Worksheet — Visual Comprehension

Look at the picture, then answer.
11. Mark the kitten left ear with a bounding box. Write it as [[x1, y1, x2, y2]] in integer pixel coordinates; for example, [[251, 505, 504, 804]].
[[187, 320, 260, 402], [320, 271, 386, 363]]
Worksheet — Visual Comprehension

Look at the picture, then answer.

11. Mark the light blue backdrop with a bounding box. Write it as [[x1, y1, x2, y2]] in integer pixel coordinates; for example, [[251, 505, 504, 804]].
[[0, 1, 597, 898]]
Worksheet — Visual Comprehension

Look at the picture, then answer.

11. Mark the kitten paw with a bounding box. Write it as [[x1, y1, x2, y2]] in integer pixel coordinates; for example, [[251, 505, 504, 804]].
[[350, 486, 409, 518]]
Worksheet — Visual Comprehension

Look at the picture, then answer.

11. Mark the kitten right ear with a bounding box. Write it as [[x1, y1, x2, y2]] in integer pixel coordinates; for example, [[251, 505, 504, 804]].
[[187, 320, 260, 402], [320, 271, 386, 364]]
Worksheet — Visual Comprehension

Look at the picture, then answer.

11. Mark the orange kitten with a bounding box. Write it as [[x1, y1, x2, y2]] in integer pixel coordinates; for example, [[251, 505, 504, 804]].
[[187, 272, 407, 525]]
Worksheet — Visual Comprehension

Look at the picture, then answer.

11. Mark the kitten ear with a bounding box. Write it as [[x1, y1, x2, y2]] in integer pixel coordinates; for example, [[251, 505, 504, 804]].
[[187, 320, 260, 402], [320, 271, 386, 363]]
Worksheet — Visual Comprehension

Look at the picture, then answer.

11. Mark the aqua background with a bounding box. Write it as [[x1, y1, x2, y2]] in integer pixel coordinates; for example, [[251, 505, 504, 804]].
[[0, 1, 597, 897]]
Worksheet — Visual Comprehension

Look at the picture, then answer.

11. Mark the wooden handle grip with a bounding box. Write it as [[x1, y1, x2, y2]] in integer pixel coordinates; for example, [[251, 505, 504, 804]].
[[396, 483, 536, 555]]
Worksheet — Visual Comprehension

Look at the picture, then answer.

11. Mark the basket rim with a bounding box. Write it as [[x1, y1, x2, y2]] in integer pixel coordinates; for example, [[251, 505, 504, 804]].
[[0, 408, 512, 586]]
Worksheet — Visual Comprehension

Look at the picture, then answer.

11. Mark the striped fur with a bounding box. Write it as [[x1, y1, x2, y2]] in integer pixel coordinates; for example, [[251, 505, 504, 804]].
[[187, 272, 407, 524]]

------

### PROBLEM TO WORK ON
Copy the whole of the data above exactly.

### RESULT OF THE TASK
Worksheet — Visual Comprehension

Look at the picture, then answer.
11. Mark the kitten left ear with a bounding box. Write it as [[x1, y1, x2, y2]] in integer pixel coordinates; for example, [[251, 505, 504, 804]].
[[187, 320, 260, 402], [320, 271, 386, 363]]
Worksheet — Visual Comprehension

Look at the picture, then answer.

11. Mark the light blue backdrop with a bounding box. Write it as [[x1, y1, x2, y2]] in integer pixel coordinates; for example, [[251, 505, 504, 804]].
[[0, 1, 597, 898]]
Worksheet — Visual Comprehension

Look at the picture, then answer.

11. Mark the kitten paw with a bounding box. Write it as [[x1, y1, x2, y2]] in integer pixel coordinates; for example, [[251, 505, 504, 804]].
[[350, 486, 409, 518]]
Worksheet — Visual Comprehension

Look at the picture, then answer.

11. Mark the kitten right ear with a bounding box. Write it as [[x1, y1, x2, y2]] in integer pixel coordinates; for example, [[251, 505, 504, 804]].
[[187, 320, 260, 402], [320, 271, 386, 364]]
Worksheet — Visual Comprehension

Look at the picture, then answer.

11. Mark the orange kitten with a bounding box. Write it as [[x1, y1, x2, y2]] in integer pixel coordinates; for example, [[251, 505, 504, 804]].
[[187, 272, 407, 525]]
Worksheet — Visual Comprehension

Look at the picture, then answer.

11. Mark the kitten ear with a bounding box. Write it as [[x1, y1, x2, y2]] in integer pixel coordinates; for example, [[251, 505, 504, 804]].
[[187, 320, 260, 402], [320, 271, 386, 363]]
Worksheet — Visual Comprehension

Look at the picture, then answer.

11. Mark the aqua background with a bounding box. Write it as [[x1, y1, x2, y2]] in integer pixel coordinates; for example, [[251, 505, 504, 804]].
[[0, 1, 597, 897]]
Worksheet — Visual Comprehension

Look at the picture, then answer.

11. Mark the wooden handle grip with a bounding box. Write it as [[x1, y1, x2, y2]] in integer pixel coordinates; for example, [[251, 505, 504, 804]].
[[396, 483, 536, 555]]
Worksheet — Visual Comprehension

Look at the picture, then answer.

11. Mark the basket rim with a bounding box. Write it as [[x1, y1, x2, y2]] in integer pixel coordinates; for example, [[251, 505, 504, 804]].
[[0, 408, 512, 586]]
Worksheet — Visual Comprehension

Look at the picture, then answer.

11. Mark the striped fur with a bounding box. Write it as [[x1, y1, x2, y2]] in integer pixel coordinates; for example, [[251, 505, 504, 804]].
[[187, 272, 407, 524]]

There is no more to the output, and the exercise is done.